### Trecho da página
----------------------------------------

A Reforma da Tranqüilidade Pública é inadiável, e esta Casa tem a responsabilidade de fazê-la; do contrário, o brasileiro vai, primeiro, reconhecer que somos espécie de “marido omisso”, depois, com justa razão, supor a nossa conivência com o crime organizado. A Reforma colima o objetivo de soerguer o Estado brasileiro para garantir a satisfação da pessoa de bem, e se propaga em três direções do processo legislativo: 1) definição de um novo modelo de estruturação policial a partir do conceito de unificação das corporações civis e militares; 2) reforma dos estatutos penais e processuais penais com vista ao endurecimento aos delitos de grande potencial ofensivo e aos crimes vinculados às atividades do crime organizado; 3) alteração do perfil constitucional das Forças Armadas com a finalidade de inseri-las na missão de Segurança Pública, especialmente no trato com o crime organizado.

O Congresso Nacional está examinando um pacote de 17 proposições, entre Proposta de Emenda Constitucional e Projetos de Lei, que aperta um pouco o nó do ordenamento penal frouxo em vigor. São matérias relevantes, como a chamada Lei do Crime Organizado, que se encontra na Comissão de Constituição e Justiça desta Casa. Há o projeto de lei que trata dos crimes de corrupção ativa e passiva; a Lei de Lavagem de Dinheiro; a lei que institui o Fundo Nacional de Segurança Pública; a que dispõe sobre o Sistema Nacional Antidrogas, entre outras.

----------------------------------------

### Dados registrados
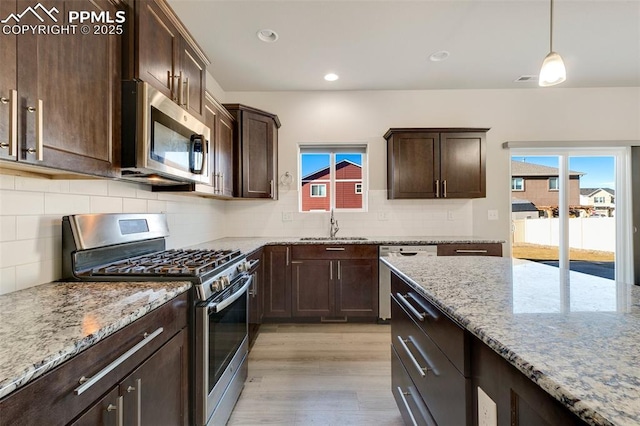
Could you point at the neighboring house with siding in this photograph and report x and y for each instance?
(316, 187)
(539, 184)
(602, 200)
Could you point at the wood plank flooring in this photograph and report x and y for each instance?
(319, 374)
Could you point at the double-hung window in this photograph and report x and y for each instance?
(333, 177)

----------------------------------------

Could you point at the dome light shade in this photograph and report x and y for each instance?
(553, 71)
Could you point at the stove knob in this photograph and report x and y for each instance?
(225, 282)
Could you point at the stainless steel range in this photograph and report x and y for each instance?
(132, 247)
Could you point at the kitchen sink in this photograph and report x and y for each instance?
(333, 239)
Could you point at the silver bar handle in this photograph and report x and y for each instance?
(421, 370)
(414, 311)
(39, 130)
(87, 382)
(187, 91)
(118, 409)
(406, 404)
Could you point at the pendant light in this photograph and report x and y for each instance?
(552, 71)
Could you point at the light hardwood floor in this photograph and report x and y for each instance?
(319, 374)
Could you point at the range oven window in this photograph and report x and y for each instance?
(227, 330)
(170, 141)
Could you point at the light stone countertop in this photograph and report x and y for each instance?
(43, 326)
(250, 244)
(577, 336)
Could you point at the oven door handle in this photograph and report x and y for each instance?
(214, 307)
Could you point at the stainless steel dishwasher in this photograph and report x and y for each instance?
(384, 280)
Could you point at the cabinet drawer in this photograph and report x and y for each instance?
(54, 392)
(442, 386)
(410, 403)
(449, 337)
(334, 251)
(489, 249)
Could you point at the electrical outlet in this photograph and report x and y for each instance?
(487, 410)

----------------------------------------

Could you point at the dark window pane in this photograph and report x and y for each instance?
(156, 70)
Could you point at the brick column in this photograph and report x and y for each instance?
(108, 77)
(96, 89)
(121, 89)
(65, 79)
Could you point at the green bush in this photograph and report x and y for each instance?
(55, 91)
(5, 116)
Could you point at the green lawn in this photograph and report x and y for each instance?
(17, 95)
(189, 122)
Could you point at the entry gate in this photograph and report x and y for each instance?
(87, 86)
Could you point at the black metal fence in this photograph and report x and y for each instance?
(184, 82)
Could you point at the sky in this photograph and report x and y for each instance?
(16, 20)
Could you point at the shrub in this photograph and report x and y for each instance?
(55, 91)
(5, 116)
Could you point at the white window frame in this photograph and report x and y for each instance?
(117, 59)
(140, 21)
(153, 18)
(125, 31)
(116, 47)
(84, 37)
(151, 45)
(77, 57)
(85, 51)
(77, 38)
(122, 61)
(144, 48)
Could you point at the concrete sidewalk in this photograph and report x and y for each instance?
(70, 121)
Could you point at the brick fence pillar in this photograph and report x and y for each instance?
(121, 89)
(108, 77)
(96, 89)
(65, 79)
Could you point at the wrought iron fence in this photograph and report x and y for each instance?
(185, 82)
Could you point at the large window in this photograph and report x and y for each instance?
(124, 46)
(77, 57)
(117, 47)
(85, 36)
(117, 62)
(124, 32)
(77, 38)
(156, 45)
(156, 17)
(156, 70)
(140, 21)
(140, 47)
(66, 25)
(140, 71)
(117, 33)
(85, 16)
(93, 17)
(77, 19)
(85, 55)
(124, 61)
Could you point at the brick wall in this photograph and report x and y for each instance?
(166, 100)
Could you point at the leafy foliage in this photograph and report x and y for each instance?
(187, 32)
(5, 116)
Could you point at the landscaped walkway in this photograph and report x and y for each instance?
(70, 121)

----------------------------------------

### Ações necessárias
A – Reescreva a passagem do trecho da página entre "O Congresso Nacional" e "Antidrogas, entre outras.", inclusive, trocando "pacote" por "conjunto".
B – Segundo o trecho da página, em que comissão se encontra a chamada Lei do Crime Organizado?

### Lista de respostas
A –
O Congresso Nacional está examinando um conjunto de 17 proposições, entre Proposta de Emenda Constitucional e Projetos de Lei, que aperta um pouco o nó do ordenamento penal frouxo em vigor. São matérias relevantes, como a chamada Lei do Crime Organizado, que se encontra na Comissão de Constituição e Justiça desta Casa. Há o projeto de lei que trata dos crimes de corrupção ativa e passiva; a Lei de Lavagem de Dinheiro; a lei que institui o Fundo Nacional de Segurança Pública; a que dispõe sobre o Sistema Nacional Antidrogas, entre outras.

B – Na Comissão de Constituição e Justiça.